It's after midnight and I'm laying in bed wide awake, despite being exhausted. N is sound asleep. He's one of those people who fall asleep mere minutes after their heads hit the pillow. I kind of hate him.
Tonight, like every other night for as long as I can remember, I am too nauseous to fall asleep. I am also so full that my abdomen is more distended than it was at six months pregnant. I feel like I'm going to explode, and the last time I ate was more than six hours ago. I had a small cup of soup. I can still taste every ingredient of it. (I've even taken one of the stomach emptying pills that I shouldn't take anymore.)
Sometimes I wonder if going through with this surgery is going to be worth it. If it's going to be worth it to spend so much money. If it's going to be worth it to cut into my abdominal wall and install a foreign device. To electively face the risks of surgery, and the risks of having a pacemaker. I will not die without this surgery, but I can't keep living the way I'm living. It's not much of a life at all.

_DATA EXCERPTS_.
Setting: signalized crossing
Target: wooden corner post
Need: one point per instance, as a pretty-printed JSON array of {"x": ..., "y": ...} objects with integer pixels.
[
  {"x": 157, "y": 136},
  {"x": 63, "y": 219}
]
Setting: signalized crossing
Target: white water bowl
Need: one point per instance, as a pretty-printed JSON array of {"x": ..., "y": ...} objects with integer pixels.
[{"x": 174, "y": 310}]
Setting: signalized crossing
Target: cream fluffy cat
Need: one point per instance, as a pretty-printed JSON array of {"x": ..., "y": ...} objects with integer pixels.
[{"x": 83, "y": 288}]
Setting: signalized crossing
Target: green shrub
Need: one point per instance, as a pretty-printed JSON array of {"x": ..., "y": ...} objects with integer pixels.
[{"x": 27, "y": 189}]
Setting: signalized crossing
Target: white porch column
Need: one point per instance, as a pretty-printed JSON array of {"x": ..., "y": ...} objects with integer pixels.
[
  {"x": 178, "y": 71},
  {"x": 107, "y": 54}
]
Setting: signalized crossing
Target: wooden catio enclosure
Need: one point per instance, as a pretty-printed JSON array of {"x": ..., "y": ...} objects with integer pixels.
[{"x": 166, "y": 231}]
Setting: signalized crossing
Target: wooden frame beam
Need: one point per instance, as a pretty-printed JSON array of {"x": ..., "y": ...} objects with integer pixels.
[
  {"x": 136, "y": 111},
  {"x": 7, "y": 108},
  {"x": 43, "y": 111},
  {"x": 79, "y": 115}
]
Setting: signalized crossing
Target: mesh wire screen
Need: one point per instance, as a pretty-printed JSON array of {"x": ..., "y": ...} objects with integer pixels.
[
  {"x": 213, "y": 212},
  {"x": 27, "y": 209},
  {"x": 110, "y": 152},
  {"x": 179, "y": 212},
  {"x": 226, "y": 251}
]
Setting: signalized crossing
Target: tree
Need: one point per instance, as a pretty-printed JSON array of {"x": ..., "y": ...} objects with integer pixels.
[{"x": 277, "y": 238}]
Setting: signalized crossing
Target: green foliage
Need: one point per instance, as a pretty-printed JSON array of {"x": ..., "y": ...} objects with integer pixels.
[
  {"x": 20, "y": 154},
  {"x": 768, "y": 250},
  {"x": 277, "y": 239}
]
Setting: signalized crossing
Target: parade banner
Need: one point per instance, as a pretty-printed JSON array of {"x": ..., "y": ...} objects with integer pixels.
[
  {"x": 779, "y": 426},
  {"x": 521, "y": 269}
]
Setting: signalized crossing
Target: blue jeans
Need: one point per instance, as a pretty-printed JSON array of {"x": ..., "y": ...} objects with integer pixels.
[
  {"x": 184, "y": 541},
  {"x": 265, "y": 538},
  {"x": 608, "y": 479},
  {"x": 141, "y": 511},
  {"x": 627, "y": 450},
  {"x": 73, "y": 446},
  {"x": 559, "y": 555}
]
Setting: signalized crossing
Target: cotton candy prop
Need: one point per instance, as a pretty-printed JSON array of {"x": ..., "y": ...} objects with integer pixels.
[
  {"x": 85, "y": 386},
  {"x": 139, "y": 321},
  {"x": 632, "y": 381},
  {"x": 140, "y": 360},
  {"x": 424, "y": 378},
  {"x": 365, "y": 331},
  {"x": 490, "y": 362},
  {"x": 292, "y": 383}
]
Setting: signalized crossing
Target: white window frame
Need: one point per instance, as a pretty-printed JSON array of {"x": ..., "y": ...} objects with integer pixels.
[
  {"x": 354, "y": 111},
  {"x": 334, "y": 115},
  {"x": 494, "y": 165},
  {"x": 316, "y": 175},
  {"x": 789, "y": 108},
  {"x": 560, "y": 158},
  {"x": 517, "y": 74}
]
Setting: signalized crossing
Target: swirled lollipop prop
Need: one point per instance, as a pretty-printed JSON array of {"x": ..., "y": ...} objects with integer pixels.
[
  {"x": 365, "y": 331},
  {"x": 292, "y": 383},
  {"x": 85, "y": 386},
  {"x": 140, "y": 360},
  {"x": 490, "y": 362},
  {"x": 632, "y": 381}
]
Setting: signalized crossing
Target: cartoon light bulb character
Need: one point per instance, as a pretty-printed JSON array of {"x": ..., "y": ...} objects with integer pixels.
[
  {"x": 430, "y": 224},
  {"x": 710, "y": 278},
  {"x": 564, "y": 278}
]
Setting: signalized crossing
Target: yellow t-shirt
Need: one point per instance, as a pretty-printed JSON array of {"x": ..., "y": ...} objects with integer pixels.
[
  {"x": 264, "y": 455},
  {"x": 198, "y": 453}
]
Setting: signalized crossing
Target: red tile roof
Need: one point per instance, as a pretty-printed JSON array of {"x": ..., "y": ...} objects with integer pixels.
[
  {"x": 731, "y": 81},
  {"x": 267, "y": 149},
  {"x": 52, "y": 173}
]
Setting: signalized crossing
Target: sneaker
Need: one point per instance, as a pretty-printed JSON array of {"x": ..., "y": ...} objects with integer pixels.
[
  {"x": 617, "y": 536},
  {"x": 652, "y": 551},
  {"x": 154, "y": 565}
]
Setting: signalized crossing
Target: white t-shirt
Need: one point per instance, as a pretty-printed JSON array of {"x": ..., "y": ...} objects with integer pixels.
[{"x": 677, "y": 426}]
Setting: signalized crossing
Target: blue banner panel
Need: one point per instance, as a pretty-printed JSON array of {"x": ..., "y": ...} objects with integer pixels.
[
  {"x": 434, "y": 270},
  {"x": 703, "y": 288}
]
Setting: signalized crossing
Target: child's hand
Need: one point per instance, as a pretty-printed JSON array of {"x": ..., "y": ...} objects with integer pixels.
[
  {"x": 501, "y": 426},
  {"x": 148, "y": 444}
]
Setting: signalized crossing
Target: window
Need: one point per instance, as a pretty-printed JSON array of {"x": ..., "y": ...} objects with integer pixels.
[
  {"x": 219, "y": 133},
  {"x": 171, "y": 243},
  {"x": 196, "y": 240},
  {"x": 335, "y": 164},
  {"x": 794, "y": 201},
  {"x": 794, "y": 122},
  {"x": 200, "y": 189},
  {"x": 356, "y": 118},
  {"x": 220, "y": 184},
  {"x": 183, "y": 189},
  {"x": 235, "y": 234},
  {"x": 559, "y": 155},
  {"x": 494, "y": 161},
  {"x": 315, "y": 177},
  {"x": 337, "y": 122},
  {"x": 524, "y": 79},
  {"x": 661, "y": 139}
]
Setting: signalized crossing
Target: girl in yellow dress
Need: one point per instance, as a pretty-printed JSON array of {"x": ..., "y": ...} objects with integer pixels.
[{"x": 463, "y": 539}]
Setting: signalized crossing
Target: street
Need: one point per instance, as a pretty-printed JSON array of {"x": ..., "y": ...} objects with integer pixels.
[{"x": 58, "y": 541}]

_TASK DIRECTIONS_. Return everything from "Tonight, like every" down to "shouldn't take anymore.)" in the passage about the sleepless night, copied word for word.

_YOUR SOLUTION_.
Tonight, like every other night for as long as I can remember, I am too nauseous to fall asleep. I am also so full that my abdomen is more distended than it was at six months pregnant. I feel like I'm going to explode, and the last time I ate was more than six hours ago. I had a small cup of soup. I can still taste every ingredient of it. (I've even taken one of the stomach emptying pills that I shouldn't take anymore.)